Task prompt:
The lines you return should be those containing the string "gray", taken from the data below.

Input data:
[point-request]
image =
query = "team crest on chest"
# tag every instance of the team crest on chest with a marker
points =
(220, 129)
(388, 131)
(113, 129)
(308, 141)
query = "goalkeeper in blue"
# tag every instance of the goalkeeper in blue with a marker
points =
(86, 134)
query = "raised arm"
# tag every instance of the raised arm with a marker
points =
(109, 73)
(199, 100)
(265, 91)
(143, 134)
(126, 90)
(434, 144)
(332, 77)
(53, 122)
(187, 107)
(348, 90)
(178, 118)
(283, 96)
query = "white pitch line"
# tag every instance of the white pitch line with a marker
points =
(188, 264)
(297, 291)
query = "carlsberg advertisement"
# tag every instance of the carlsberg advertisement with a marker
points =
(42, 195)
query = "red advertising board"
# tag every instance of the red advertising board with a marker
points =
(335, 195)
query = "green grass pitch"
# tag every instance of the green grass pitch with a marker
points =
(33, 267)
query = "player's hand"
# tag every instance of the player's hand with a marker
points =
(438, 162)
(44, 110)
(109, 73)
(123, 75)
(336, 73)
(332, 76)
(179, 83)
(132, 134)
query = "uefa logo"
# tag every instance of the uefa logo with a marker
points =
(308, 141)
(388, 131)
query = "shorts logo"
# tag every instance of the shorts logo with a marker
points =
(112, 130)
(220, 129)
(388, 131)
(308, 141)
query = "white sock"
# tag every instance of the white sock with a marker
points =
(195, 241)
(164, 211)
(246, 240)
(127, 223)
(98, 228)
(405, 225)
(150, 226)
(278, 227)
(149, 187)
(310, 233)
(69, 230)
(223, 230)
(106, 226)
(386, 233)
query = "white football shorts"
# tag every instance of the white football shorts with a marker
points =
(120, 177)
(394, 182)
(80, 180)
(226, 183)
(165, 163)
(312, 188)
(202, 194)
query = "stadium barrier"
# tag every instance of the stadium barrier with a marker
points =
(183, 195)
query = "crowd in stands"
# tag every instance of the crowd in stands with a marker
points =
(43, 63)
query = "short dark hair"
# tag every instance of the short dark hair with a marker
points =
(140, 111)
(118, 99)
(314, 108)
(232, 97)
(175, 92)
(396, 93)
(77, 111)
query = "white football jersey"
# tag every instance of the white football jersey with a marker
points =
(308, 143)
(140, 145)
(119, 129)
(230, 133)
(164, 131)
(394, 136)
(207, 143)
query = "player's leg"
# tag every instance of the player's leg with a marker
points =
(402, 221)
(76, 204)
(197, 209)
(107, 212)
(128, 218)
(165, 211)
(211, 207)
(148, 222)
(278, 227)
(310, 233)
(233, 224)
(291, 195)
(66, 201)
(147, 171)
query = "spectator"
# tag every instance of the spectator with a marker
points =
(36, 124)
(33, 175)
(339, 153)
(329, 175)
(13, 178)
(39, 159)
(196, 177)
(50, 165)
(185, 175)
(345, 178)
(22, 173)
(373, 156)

--

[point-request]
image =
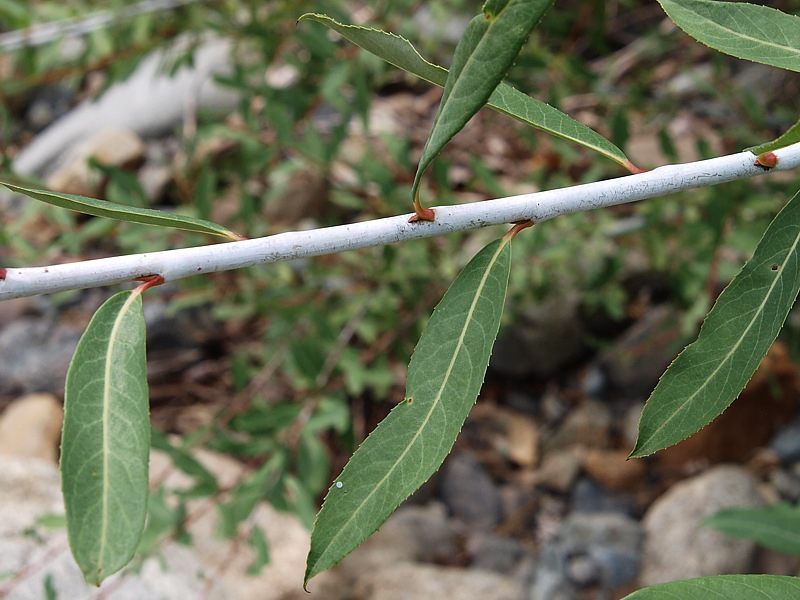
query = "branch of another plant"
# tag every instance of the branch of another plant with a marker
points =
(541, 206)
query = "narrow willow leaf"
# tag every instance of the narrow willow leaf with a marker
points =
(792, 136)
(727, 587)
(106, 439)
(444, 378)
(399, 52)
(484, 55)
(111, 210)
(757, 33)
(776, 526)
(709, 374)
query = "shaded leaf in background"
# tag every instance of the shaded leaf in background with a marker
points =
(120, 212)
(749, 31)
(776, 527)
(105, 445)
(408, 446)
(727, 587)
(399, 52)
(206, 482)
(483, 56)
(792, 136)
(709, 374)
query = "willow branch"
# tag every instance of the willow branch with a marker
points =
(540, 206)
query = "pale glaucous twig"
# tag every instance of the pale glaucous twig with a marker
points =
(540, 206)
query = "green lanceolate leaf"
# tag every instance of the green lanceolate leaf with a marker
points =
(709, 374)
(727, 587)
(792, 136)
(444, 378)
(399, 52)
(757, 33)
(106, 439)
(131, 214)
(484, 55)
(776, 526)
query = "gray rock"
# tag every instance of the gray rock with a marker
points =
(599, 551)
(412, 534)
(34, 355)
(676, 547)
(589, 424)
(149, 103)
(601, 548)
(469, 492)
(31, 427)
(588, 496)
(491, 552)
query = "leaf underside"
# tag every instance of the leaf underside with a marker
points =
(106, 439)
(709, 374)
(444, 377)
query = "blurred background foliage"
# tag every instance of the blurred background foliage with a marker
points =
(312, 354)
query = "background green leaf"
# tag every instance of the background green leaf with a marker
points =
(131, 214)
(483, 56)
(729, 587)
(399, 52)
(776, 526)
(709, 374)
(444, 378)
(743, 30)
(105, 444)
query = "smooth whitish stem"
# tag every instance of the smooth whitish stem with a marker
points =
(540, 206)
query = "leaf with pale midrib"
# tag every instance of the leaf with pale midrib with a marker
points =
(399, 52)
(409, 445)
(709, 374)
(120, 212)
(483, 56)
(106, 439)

Written solution:
query = "gray rock"
# tag every instance of the gray rock with a marker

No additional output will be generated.